- TASK TO COMPLETE: An exact transcription of the records is required, minus any images.

※ ※ ※

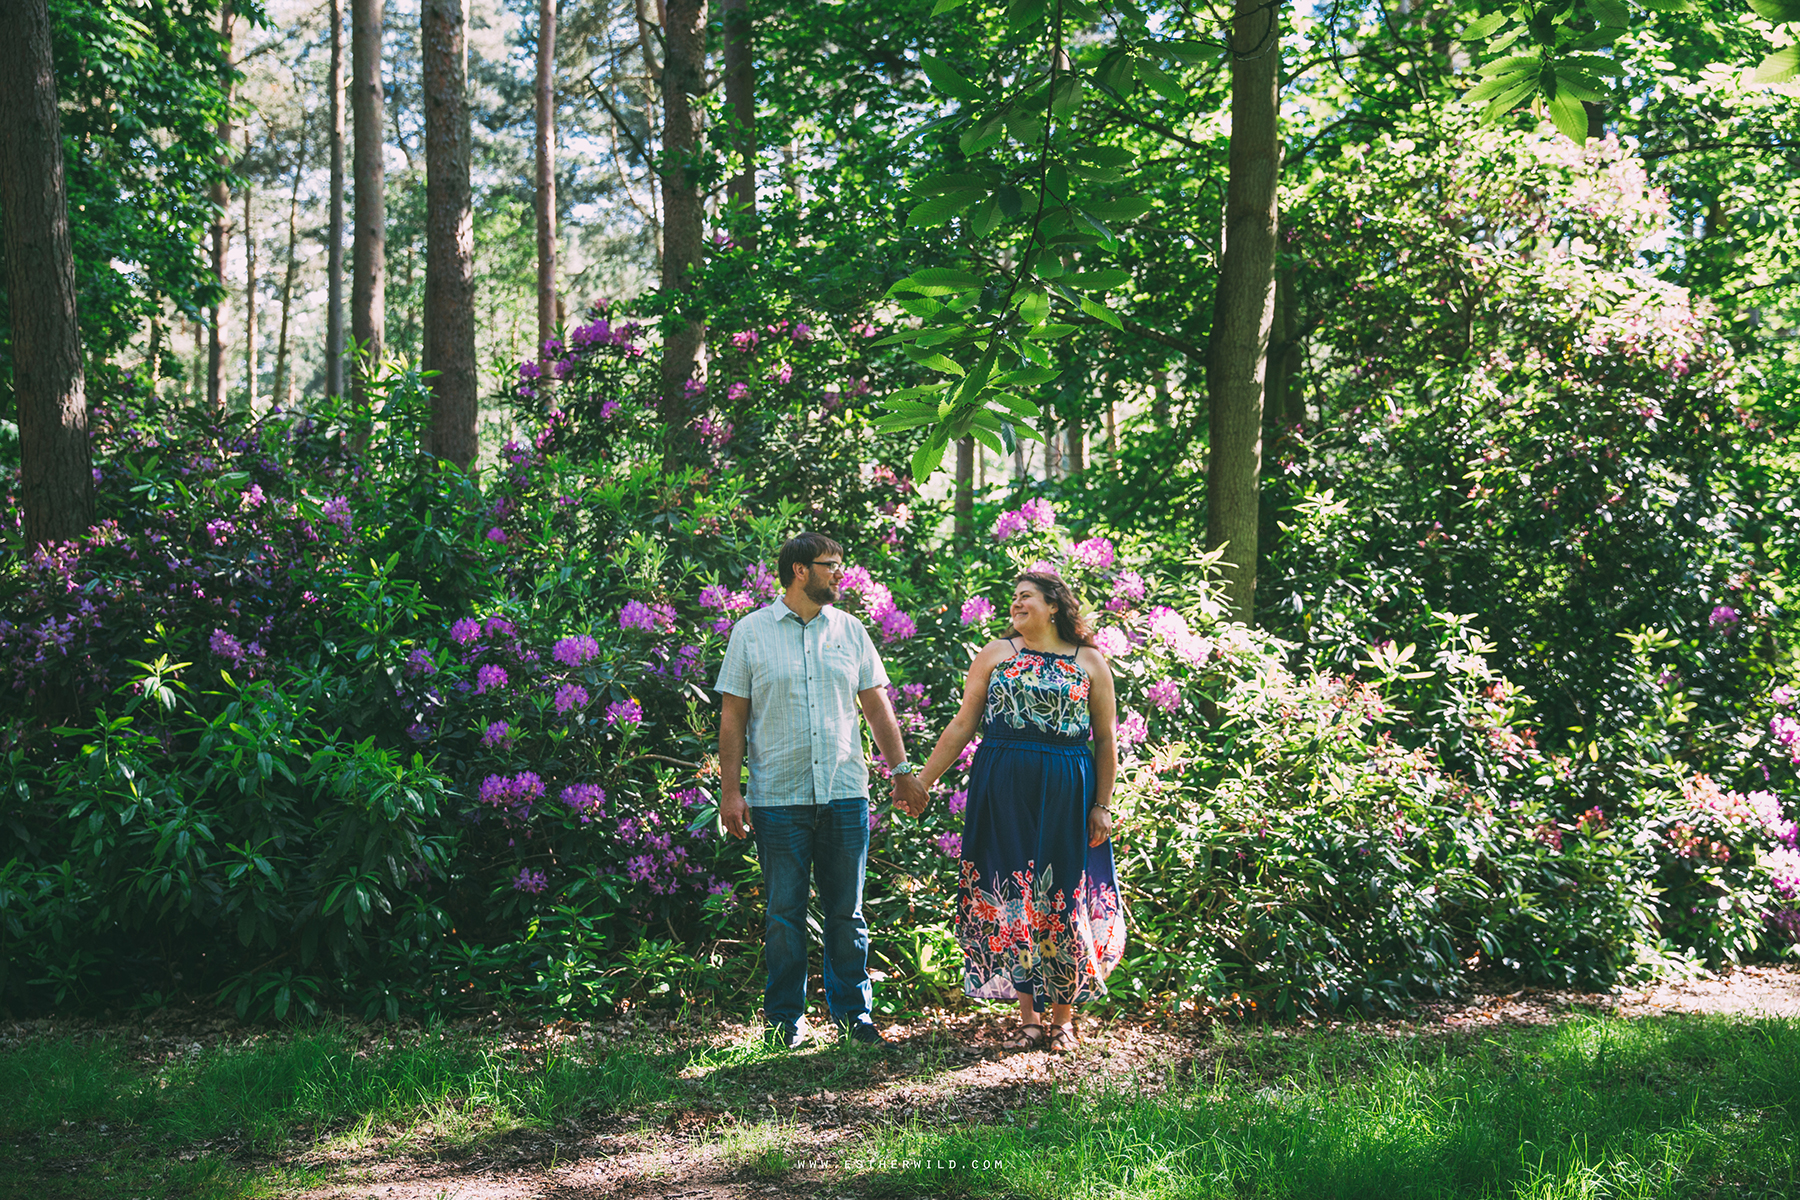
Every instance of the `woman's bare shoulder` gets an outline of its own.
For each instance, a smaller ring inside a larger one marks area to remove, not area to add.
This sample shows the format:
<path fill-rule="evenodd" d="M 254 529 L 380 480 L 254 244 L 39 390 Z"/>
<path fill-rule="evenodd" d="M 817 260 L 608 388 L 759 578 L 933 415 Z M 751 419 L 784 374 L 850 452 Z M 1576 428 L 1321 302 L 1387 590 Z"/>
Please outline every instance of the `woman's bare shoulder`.
<path fill-rule="evenodd" d="M 1077 649 L 1075 651 L 1075 661 L 1080 664 L 1082 670 L 1086 671 L 1089 675 L 1112 674 L 1111 669 L 1106 665 L 1106 655 L 1100 653 L 1100 651 L 1093 646 L 1082 646 Z"/>

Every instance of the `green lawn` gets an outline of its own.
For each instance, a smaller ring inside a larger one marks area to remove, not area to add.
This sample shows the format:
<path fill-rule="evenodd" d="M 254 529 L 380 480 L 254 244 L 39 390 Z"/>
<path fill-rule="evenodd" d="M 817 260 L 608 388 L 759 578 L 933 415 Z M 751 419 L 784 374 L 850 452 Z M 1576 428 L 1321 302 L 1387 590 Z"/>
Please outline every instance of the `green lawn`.
<path fill-rule="evenodd" d="M 771 1090 L 853 1097 L 910 1079 L 954 1099 L 972 1086 L 961 1065 L 648 1036 L 526 1055 L 495 1037 L 341 1027 L 154 1065 L 119 1041 L 44 1041 L 0 1052 L 0 1194 L 279 1196 L 332 1182 L 300 1150 L 378 1135 L 379 1156 L 454 1157 L 600 1116 L 655 1144 L 671 1113 L 705 1102 L 736 1116 L 695 1135 L 715 1169 L 799 1172 L 808 1192 L 1800 1196 L 1800 1023 L 1782 1020 L 1584 1018 L 1456 1040 L 1223 1031 L 1184 1064 L 1118 1074 L 1096 1056 L 1073 1094 L 994 1106 L 991 1123 L 884 1119 L 829 1155 L 804 1125 L 769 1119 Z"/>

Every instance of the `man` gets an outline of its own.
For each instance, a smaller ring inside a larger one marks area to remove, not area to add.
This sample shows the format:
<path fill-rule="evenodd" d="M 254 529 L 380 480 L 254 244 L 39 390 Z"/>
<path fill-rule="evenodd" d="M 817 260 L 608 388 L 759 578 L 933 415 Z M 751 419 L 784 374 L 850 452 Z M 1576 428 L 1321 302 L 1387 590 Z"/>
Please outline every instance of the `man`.
<path fill-rule="evenodd" d="M 860 707 L 882 757 L 894 764 L 894 797 L 922 805 L 887 672 L 862 622 L 833 607 L 844 549 L 817 533 L 781 548 L 785 594 L 731 630 L 714 685 L 719 720 L 719 817 L 732 837 L 756 836 L 768 893 L 763 1017 L 791 1049 L 807 1039 L 806 906 L 809 873 L 824 917 L 825 996 L 831 1018 L 855 1041 L 885 1042 L 870 1016 L 869 927 L 863 876 L 869 862 L 869 767 Z M 740 786 L 746 742 L 749 795 Z"/>

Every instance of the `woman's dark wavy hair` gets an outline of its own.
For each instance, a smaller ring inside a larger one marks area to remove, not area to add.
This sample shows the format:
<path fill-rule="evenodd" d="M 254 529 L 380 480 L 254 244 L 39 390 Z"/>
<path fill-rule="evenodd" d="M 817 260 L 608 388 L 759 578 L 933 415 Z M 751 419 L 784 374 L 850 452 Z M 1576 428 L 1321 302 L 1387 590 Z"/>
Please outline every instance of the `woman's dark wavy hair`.
<path fill-rule="evenodd" d="M 1094 644 L 1093 619 L 1082 611 L 1081 601 L 1076 599 L 1075 593 L 1063 582 L 1061 575 L 1049 571 L 1025 571 L 1014 578 L 1013 586 L 1017 587 L 1021 583 L 1029 583 L 1035 587 L 1056 609 L 1056 615 L 1051 620 L 1056 624 L 1057 637 L 1071 646 Z M 1019 631 L 1008 625 L 1003 636 L 1018 637 Z"/>

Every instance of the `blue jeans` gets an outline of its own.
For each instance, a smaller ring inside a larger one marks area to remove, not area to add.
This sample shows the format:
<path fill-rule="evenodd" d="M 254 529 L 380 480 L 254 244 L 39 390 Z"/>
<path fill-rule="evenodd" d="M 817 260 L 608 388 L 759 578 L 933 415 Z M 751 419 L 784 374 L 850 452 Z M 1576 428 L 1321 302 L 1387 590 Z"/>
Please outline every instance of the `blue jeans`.
<path fill-rule="evenodd" d="M 863 920 L 863 876 L 869 865 L 869 802 L 753 808 L 756 856 L 762 863 L 769 919 L 763 931 L 769 982 L 763 1016 L 783 1025 L 806 1013 L 806 902 L 810 874 L 819 885 L 825 925 L 825 999 L 834 1021 L 867 1016 L 869 926 Z"/>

※ ※ ※

- EXERCISE RESULT:
Every instance of the `woman's bare shoulder` gets an outline of its own.
For each instance, a smaller ring inside a larger one marks area to remove, not area to add.
This sample shows the format:
<path fill-rule="evenodd" d="M 254 529 L 380 480 L 254 244 L 39 390 Z"/>
<path fill-rule="evenodd" d="M 817 260 L 608 388 L 759 578 L 933 415 Z M 751 419 L 784 374 L 850 452 Z M 1576 428 L 1321 302 L 1387 590 Z"/>
Please outline every instance of the `woman's bare shoulder`.
<path fill-rule="evenodd" d="M 1077 649 L 1075 651 L 1075 661 L 1080 664 L 1082 670 L 1086 671 L 1089 675 L 1112 674 L 1111 669 L 1106 665 L 1106 655 L 1100 653 L 1100 651 L 1093 646 L 1082 646 Z"/>

Every instance of the `green lawn` gets an outline of its own.
For each instance, a smaller ring inside a larger one marks area to remove, not area to add.
This sample shows the format:
<path fill-rule="evenodd" d="M 254 529 L 380 480 L 254 244 L 39 390 Z"/>
<path fill-rule="evenodd" d="M 817 260 L 608 388 L 759 578 L 933 415 Z M 751 419 L 784 374 L 850 452 Z M 1576 428 L 1321 302 L 1387 590 Z"/>
Please outline every instance of the `green lawn`.
<path fill-rule="evenodd" d="M 771 1090 L 853 1097 L 910 1079 L 954 1099 L 972 1086 L 961 1065 L 648 1036 L 526 1055 L 495 1037 L 341 1027 L 154 1065 L 119 1041 L 44 1041 L 0 1052 L 0 1194 L 279 1196 L 332 1182 L 300 1150 L 378 1135 L 379 1156 L 454 1157 L 600 1116 L 655 1144 L 671 1113 L 705 1102 L 736 1116 L 695 1135 L 715 1169 L 799 1172 L 808 1192 L 1800 1196 L 1800 1023 L 1782 1020 L 1584 1018 L 1456 1040 L 1223 1031 L 1184 1064 L 1118 1074 L 1096 1056 L 1073 1094 L 994 1106 L 991 1123 L 884 1119 L 829 1155 L 804 1125 L 769 1119 Z"/>

Every instance of the `man` gets an outline of its own.
For each instance, a smaller ring inside a larger one marks area to remove, not area to add.
This sample shows the format:
<path fill-rule="evenodd" d="M 254 529 L 380 480 L 254 244 L 39 390 Z"/>
<path fill-rule="evenodd" d="M 817 260 L 608 388 L 759 578 L 933 415 Z M 751 419 L 784 374 L 850 452 Z M 1576 428 L 1321 302 L 1387 590 Z"/>
Please outline every instance of the `man`.
<path fill-rule="evenodd" d="M 860 707 L 882 757 L 894 764 L 894 797 L 922 805 L 887 672 L 862 622 L 833 607 L 844 549 L 817 533 L 781 548 L 785 594 L 731 630 L 714 685 L 719 720 L 719 817 L 732 837 L 756 836 L 768 893 L 763 1017 L 791 1049 L 807 1039 L 806 906 L 809 873 L 824 917 L 825 996 L 831 1018 L 855 1041 L 885 1042 L 870 1016 L 869 927 L 863 876 L 869 862 L 869 767 Z M 740 786 L 746 742 L 749 795 Z"/>

Every instance of the `woman's dark wavy hair` gets an outline of its own.
For each instance, a smaller ring inside a larger one marks area to remove, not area to add.
This sample shows the format:
<path fill-rule="evenodd" d="M 254 529 L 380 480 L 254 244 L 39 390 Z"/>
<path fill-rule="evenodd" d="M 817 260 L 608 388 L 759 578 L 933 415 Z M 751 419 L 784 374 L 850 452 Z M 1576 428 L 1321 302 L 1387 590 Z"/>
Please outline every instance of the `woman's dark wavy hair`.
<path fill-rule="evenodd" d="M 1094 644 L 1093 619 L 1082 611 L 1081 601 L 1076 599 L 1075 593 L 1063 582 L 1061 575 L 1049 571 L 1025 571 L 1014 578 L 1013 586 L 1017 587 L 1021 583 L 1029 583 L 1035 587 L 1056 609 L 1056 615 L 1051 620 L 1056 624 L 1057 637 L 1071 646 Z M 1019 631 L 1008 625 L 1003 636 L 1018 637 Z"/>

Every instance of the `blue jeans` gets an outline of its own.
For each instance, a smaller ring inside a larger one marks area to remove, not area to add.
This sample shows the format:
<path fill-rule="evenodd" d="M 254 529 L 380 480 L 254 244 L 39 390 Z"/>
<path fill-rule="evenodd" d="M 817 260 L 608 388 L 759 578 L 933 415 Z M 751 419 L 784 374 L 850 452 Z M 1576 428 L 1321 302 L 1387 590 Z"/>
Please outline every instance of the `blue jeans`.
<path fill-rule="evenodd" d="M 863 920 L 863 876 L 869 865 L 869 802 L 753 808 L 756 856 L 762 863 L 769 919 L 763 931 L 769 982 L 763 1016 L 783 1025 L 806 1013 L 806 902 L 810 874 L 819 885 L 825 925 L 825 999 L 834 1021 L 867 1016 L 869 926 Z"/>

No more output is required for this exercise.